(Dataset entries)
<<<<
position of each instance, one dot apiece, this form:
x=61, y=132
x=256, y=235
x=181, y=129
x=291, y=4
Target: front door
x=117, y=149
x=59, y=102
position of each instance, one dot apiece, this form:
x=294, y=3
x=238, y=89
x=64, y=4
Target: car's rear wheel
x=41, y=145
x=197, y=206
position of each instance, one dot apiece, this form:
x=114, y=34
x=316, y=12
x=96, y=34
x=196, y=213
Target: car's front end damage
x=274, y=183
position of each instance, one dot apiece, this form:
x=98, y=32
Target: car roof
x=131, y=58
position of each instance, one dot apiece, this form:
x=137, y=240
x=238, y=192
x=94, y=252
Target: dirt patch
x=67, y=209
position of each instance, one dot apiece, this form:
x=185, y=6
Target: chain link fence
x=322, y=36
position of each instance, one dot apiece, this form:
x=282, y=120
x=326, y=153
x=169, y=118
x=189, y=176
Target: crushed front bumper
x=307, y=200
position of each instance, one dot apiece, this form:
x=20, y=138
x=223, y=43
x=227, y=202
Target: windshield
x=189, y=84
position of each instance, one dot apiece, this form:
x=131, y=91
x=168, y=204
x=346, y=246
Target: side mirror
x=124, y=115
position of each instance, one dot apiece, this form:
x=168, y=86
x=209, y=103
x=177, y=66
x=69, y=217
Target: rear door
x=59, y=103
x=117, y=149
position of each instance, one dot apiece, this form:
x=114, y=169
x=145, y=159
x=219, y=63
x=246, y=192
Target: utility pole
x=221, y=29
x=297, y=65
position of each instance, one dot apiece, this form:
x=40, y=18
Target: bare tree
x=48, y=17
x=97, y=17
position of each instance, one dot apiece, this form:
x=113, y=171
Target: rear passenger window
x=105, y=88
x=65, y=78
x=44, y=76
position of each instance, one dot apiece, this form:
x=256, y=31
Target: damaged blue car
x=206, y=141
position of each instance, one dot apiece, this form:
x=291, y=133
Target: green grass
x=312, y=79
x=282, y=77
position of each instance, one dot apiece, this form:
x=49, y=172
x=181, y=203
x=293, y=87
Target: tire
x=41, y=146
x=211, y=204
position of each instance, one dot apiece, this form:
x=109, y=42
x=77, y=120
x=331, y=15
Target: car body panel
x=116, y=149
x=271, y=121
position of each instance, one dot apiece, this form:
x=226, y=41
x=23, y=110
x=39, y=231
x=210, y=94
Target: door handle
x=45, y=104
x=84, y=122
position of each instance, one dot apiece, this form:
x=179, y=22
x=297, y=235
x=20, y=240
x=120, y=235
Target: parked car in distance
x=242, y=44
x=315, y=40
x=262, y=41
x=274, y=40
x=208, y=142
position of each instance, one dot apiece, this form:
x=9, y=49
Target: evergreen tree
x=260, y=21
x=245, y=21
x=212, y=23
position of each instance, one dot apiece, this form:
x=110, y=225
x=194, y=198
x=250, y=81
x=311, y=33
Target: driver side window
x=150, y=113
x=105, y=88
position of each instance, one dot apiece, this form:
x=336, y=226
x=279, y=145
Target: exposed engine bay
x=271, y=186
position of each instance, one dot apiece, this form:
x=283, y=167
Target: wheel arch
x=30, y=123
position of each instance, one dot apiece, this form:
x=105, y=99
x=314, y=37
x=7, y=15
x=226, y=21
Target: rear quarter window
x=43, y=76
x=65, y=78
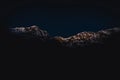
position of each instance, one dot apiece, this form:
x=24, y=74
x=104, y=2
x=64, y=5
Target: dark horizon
x=62, y=17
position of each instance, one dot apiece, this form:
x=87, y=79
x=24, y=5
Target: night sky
x=64, y=18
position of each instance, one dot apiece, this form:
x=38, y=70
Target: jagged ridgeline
x=81, y=39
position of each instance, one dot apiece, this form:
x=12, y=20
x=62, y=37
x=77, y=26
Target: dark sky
x=61, y=17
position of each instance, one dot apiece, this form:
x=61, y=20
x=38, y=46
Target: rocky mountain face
x=80, y=40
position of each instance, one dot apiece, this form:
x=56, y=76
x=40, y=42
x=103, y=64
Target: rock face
x=87, y=38
x=81, y=39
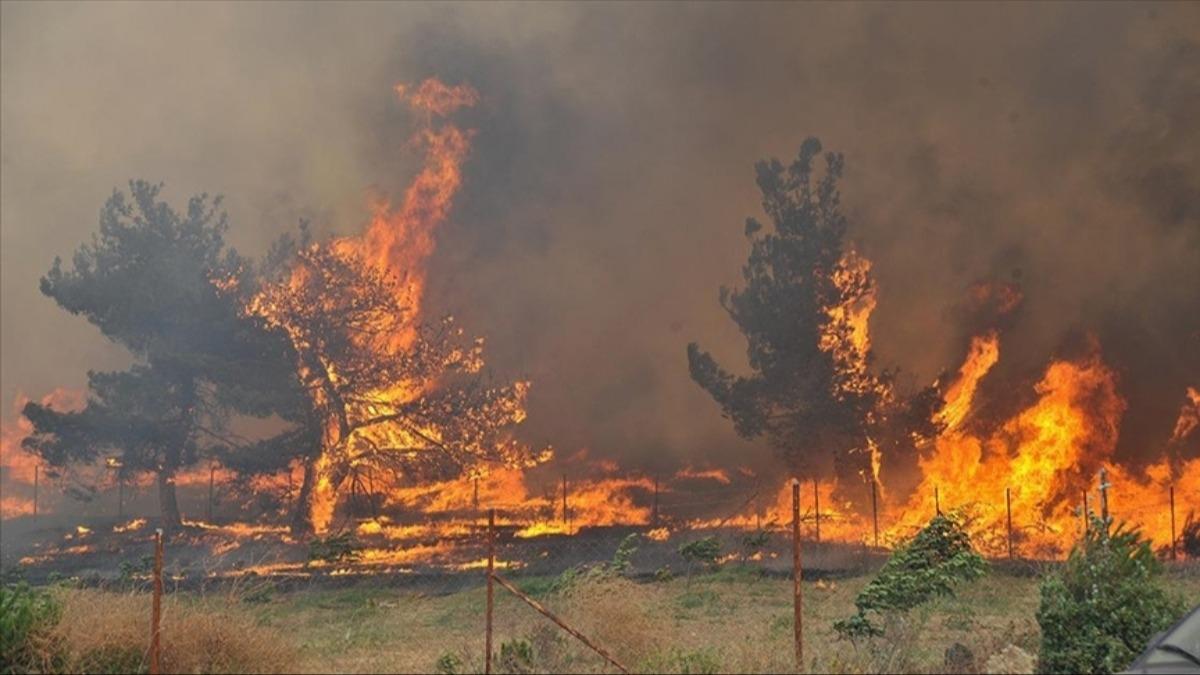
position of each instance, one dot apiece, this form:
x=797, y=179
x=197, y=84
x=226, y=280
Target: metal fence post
x=816, y=502
x=1171, y=493
x=491, y=577
x=156, y=607
x=1008, y=506
x=797, y=598
x=875, y=511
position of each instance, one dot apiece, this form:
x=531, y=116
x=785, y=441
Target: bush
x=705, y=551
x=25, y=616
x=335, y=548
x=929, y=566
x=516, y=657
x=1104, y=605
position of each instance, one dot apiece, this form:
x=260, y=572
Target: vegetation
x=1098, y=613
x=313, y=336
x=811, y=393
x=66, y=629
x=25, y=616
x=931, y=565
x=701, y=551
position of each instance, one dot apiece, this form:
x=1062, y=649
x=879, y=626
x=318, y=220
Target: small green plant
x=939, y=557
x=130, y=571
x=516, y=657
x=1105, y=603
x=335, y=548
x=24, y=614
x=701, y=551
x=622, y=559
x=754, y=542
x=448, y=664
x=618, y=566
x=701, y=662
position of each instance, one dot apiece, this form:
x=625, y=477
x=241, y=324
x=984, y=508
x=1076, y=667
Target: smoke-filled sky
x=1056, y=147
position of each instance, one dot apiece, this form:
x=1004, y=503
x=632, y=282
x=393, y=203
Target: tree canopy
x=803, y=310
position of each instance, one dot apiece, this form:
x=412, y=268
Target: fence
x=582, y=599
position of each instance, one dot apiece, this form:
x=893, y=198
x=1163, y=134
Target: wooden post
x=213, y=472
x=816, y=502
x=797, y=598
x=491, y=577
x=654, y=508
x=1008, y=505
x=559, y=622
x=156, y=607
x=1104, y=499
x=1171, y=493
x=875, y=512
x=1087, y=526
x=567, y=519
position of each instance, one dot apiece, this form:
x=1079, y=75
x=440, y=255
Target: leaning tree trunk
x=301, y=511
x=168, y=503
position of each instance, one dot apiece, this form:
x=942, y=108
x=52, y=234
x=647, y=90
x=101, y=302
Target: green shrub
x=335, y=548
x=1103, y=607
x=688, y=662
x=449, y=664
x=929, y=566
x=621, y=562
x=516, y=657
x=25, y=615
x=705, y=551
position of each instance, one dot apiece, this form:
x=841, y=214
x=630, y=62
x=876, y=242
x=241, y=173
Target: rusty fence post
x=816, y=506
x=1087, y=526
x=213, y=472
x=540, y=609
x=491, y=578
x=1171, y=496
x=1104, y=500
x=797, y=598
x=875, y=511
x=567, y=519
x=156, y=605
x=1008, y=506
x=654, y=508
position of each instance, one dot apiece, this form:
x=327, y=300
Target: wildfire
x=18, y=467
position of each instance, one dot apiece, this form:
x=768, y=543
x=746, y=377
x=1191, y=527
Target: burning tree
x=385, y=390
x=804, y=312
x=145, y=282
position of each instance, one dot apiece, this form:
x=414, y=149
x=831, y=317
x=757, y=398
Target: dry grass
x=730, y=621
x=107, y=632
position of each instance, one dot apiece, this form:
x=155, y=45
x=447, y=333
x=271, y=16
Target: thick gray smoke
x=1053, y=147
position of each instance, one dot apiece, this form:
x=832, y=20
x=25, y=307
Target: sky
x=1055, y=147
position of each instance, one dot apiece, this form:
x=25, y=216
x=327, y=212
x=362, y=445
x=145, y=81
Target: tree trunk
x=168, y=505
x=301, y=511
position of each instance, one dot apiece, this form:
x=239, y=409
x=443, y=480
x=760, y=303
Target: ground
x=732, y=620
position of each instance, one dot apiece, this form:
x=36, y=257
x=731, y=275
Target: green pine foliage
x=1098, y=613
x=929, y=566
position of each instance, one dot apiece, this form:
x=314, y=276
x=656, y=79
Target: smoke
x=1053, y=148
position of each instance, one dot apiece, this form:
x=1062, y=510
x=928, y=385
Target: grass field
x=731, y=620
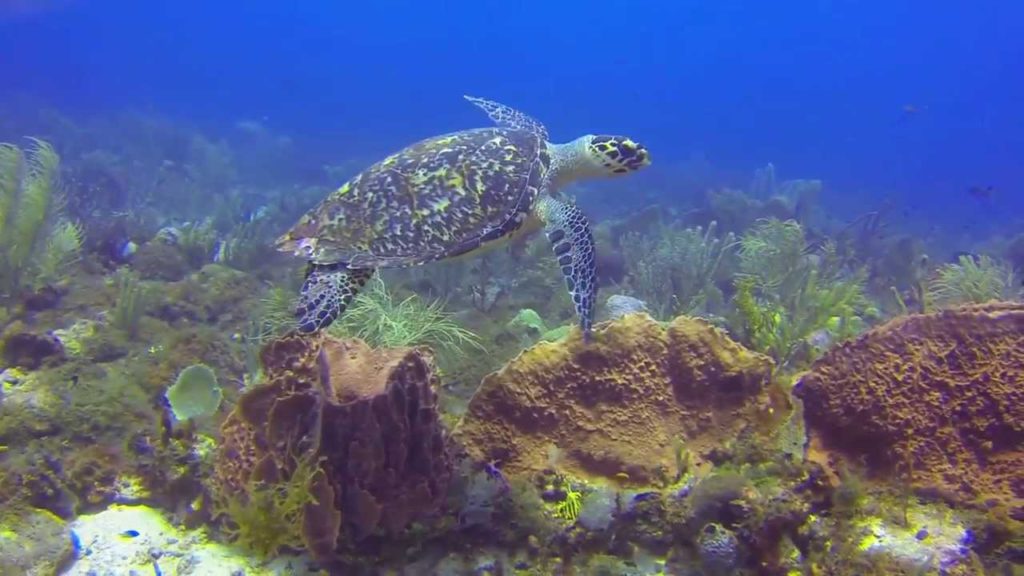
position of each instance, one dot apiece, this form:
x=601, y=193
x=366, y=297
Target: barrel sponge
x=615, y=407
x=937, y=399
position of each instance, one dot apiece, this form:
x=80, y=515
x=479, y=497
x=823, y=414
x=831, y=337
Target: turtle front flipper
x=509, y=117
x=568, y=231
x=327, y=292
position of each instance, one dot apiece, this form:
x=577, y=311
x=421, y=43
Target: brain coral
x=938, y=399
x=619, y=405
x=368, y=416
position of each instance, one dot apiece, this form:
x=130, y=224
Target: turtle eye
x=620, y=154
x=306, y=247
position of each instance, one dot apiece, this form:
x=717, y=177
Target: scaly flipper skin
x=327, y=292
x=509, y=117
x=568, y=231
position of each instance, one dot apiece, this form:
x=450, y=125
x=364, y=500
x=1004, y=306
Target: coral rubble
x=619, y=405
x=937, y=399
x=367, y=420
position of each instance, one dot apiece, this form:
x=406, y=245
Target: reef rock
x=368, y=416
x=620, y=405
x=935, y=400
x=31, y=351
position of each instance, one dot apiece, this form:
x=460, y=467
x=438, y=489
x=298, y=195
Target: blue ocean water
x=907, y=101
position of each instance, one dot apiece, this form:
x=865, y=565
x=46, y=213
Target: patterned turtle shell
x=438, y=198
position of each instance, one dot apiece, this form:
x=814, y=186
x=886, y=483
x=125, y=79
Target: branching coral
x=971, y=281
x=265, y=518
x=380, y=321
x=772, y=253
x=675, y=271
x=783, y=295
x=37, y=243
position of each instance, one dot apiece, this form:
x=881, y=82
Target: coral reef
x=614, y=407
x=934, y=399
x=37, y=242
x=785, y=298
x=367, y=421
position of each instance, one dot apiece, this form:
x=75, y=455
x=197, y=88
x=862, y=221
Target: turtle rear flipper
x=568, y=231
x=326, y=293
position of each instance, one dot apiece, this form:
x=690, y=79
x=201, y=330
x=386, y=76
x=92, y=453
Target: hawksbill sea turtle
x=450, y=195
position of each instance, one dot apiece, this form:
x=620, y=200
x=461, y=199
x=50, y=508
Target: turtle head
x=616, y=155
x=596, y=156
x=301, y=240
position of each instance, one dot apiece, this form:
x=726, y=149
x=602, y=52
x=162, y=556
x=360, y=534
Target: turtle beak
x=303, y=247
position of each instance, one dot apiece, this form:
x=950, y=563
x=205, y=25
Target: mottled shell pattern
x=438, y=198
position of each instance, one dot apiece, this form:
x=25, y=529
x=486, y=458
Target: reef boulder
x=623, y=406
x=368, y=417
x=936, y=400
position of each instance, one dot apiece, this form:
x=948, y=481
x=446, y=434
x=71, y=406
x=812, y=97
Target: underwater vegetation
x=784, y=294
x=381, y=321
x=971, y=281
x=37, y=240
x=676, y=271
x=165, y=375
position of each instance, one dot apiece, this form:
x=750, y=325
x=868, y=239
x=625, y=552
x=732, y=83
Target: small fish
x=644, y=496
x=980, y=193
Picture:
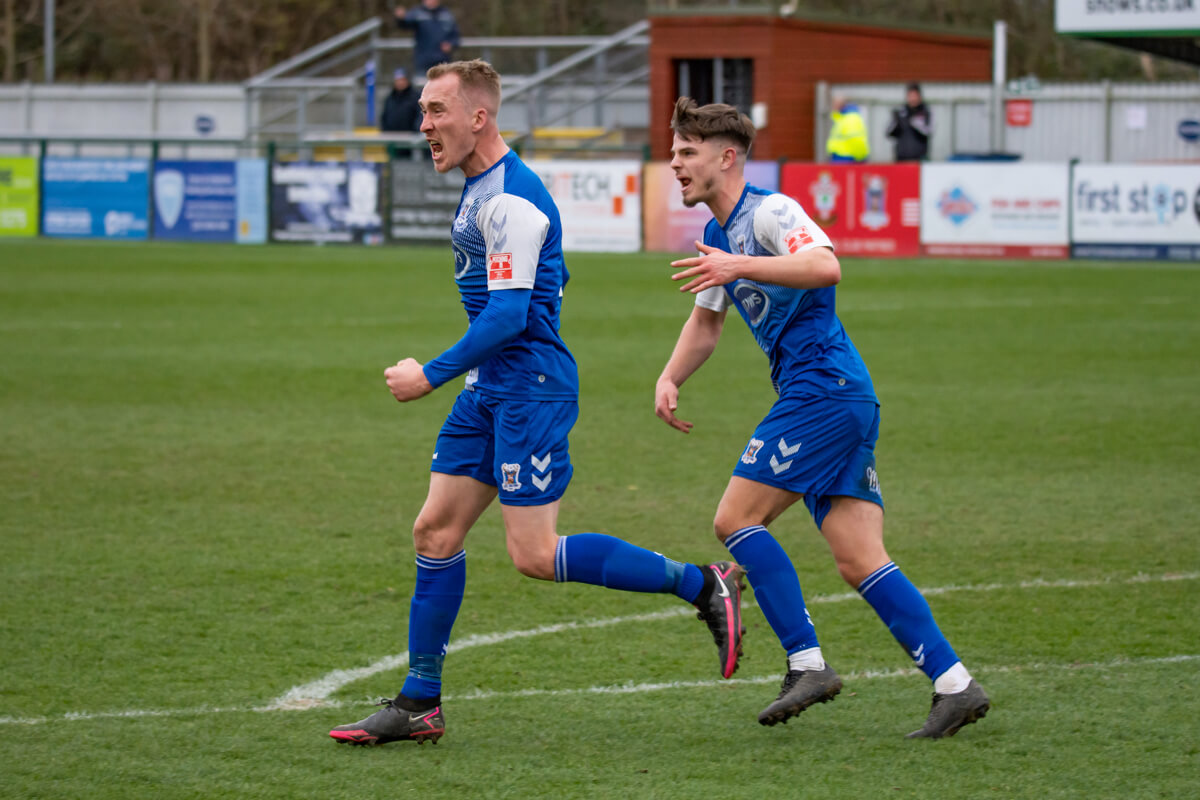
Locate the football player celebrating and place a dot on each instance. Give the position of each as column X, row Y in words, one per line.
column 507, row 434
column 763, row 256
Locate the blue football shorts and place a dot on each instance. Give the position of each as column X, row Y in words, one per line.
column 517, row 446
column 819, row 447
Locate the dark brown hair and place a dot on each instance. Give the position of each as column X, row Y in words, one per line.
column 713, row 121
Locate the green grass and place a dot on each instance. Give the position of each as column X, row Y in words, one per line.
column 207, row 497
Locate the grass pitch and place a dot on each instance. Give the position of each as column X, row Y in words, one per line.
column 207, row 494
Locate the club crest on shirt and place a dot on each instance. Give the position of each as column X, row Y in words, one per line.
column 751, row 453
column 460, row 222
column 511, row 476
column 499, row 266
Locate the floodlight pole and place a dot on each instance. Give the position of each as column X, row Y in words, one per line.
column 999, row 70
column 48, row 41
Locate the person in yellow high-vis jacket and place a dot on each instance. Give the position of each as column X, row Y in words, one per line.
column 847, row 139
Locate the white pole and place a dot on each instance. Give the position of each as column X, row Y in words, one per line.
column 999, row 70
column 48, row 41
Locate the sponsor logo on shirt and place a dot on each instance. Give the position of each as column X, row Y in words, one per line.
column 797, row 238
column 499, row 266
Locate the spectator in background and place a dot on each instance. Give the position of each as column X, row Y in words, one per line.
column 911, row 126
column 847, row 139
column 435, row 32
column 401, row 110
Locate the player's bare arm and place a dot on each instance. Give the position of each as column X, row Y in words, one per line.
column 697, row 340
column 407, row 380
column 809, row 269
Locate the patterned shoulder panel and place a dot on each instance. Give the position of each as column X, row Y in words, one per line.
column 466, row 238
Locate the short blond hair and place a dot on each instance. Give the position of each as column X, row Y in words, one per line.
column 475, row 77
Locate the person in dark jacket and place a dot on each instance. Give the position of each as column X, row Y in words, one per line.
column 401, row 110
column 435, row 32
column 911, row 126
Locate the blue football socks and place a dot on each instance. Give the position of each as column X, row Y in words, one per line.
column 613, row 563
column 436, row 601
column 907, row 615
column 775, row 587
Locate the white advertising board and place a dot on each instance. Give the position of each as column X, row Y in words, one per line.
column 1143, row 211
column 600, row 203
column 994, row 210
column 1127, row 17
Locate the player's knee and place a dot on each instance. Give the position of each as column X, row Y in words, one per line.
column 532, row 561
column 725, row 525
column 856, row 567
column 432, row 540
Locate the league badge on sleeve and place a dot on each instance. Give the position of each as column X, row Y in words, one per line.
column 797, row 238
column 499, row 266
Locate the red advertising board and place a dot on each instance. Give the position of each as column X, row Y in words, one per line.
column 1019, row 113
column 867, row 209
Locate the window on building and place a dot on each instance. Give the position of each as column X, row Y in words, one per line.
column 717, row 80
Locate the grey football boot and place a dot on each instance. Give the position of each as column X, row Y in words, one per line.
column 394, row 722
column 952, row 711
column 720, row 608
column 801, row 689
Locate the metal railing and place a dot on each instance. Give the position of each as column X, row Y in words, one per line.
column 297, row 96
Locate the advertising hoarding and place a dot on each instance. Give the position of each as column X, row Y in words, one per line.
column 106, row 198
column 865, row 209
column 327, row 202
column 18, row 196
column 994, row 210
column 195, row 200
column 251, row 200
column 1127, row 17
column 599, row 202
column 424, row 202
column 1135, row 211
column 673, row 228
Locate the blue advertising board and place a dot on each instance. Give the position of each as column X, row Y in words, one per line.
column 103, row 198
column 251, row 200
column 196, row 200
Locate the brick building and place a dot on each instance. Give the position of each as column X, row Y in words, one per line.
column 744, row 59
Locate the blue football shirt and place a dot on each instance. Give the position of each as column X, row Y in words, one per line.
column 507, row 234
column 798, row 329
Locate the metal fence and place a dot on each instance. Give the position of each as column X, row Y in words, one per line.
column 1103, row 121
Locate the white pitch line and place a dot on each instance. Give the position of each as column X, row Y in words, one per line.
column 623, row 689
column 316, row 692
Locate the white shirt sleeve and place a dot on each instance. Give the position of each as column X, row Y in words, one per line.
column 514, row 230
column 783, row 227
column 713, row 299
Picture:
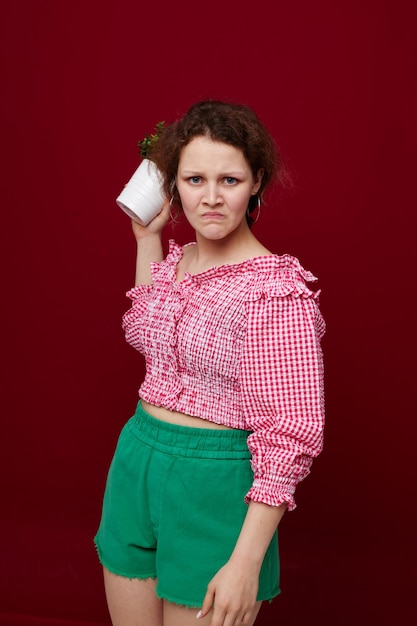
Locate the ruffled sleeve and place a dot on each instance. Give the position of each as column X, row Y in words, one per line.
column 282, row 382
column 162, row 273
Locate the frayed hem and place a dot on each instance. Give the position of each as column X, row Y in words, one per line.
column 185, row 603
column 117, row 572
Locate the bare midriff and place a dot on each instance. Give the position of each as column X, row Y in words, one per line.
column 181, row 419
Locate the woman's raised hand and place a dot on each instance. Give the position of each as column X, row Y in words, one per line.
column 155, row 227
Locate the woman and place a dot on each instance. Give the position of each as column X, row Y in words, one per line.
column 230, row 414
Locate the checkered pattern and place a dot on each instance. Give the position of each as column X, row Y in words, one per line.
column 238, row 345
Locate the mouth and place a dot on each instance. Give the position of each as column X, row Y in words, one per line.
column 212, row 215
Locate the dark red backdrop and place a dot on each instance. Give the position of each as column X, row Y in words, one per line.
column 81, row 83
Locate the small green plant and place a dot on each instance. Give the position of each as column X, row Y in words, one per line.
column 148, row 142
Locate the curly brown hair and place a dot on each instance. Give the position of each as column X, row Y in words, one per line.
column 231, row 123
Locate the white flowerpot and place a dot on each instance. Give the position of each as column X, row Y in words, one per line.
column 142, row 197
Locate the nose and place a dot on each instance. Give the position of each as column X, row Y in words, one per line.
column 212, row 194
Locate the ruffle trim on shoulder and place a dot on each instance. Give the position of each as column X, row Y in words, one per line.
column 287, row 277
column 165, row 270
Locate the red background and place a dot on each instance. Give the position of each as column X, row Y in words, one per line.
column 81, row 83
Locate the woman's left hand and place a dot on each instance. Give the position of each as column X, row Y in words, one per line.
column 232, row 595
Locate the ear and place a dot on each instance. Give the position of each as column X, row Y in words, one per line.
column 258, row 181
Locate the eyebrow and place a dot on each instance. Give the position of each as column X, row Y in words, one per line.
column 231, row 174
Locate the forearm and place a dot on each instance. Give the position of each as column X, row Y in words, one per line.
column 258, row 528
column 149, row 250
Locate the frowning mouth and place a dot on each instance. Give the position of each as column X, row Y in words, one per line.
column 212, row 215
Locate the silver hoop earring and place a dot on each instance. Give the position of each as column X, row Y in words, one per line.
column 170, row 213
column 253, row 221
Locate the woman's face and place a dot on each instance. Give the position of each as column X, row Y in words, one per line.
column 215, row 182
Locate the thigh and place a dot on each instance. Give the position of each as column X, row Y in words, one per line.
column 176, row 615
column 132, row 602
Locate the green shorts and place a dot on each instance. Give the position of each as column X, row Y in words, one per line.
column 174, row 506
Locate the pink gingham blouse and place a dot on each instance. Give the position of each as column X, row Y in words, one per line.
column 238, row 345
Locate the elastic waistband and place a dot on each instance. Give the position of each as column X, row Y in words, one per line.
column 188, row 441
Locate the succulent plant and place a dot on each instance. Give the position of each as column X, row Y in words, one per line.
column 148, row 142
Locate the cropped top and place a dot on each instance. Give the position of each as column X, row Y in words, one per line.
column 238, row 345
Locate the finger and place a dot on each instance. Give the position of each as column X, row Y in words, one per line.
column 207, row 604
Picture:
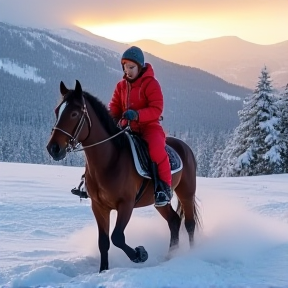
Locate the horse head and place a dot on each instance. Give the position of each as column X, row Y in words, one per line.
column 71, row 116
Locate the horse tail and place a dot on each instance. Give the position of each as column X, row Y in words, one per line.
column 197, row 214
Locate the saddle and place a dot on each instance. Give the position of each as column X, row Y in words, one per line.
column 142, row 160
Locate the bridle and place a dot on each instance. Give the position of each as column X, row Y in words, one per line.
column 73, row 144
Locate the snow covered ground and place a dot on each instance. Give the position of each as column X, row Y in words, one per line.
column 49, row 239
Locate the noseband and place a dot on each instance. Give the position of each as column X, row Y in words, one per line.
column 73, row 144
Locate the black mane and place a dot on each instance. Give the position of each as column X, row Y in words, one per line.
column 103, row 114
column 105, row 118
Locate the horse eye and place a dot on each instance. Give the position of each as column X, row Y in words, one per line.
column 74, row 114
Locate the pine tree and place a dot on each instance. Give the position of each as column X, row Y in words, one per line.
column 255, row 147
column 283, row 103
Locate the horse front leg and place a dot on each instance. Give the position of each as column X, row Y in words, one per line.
column 103, row 220
column 137, row 255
>>>>
Aim of the exercise. Give back the lines of the data exactly as they are written, from the first line through the line containing "x=238, y=192".

Result of the exercise.
position of each instance, one dot apiece, this form:
x=61, y=132
x=256, y=235
x=181, y=129
x=291, y=4
Target: front door
x=117, y=149
x=59, y=102
position of each instance, one dot apiece, this form:
x=294, y=3
x=238, y=89
x=64, y=4
Target: car's rear wheel
x=41, y=145
x=197, y=206
position of each instance, one dot apiece, this form:
x=114, y=34
x=316, y=12
x=96, y=34
x=196, y=213
Target: car's front end damage
x=274, y=183
position of each instance, one dot apiece, this form:
x=98, y=32
Target: car roof
x=131, y=58
position of each instance, one dot apiece, this form:
x=137, y=240
x=238, y=192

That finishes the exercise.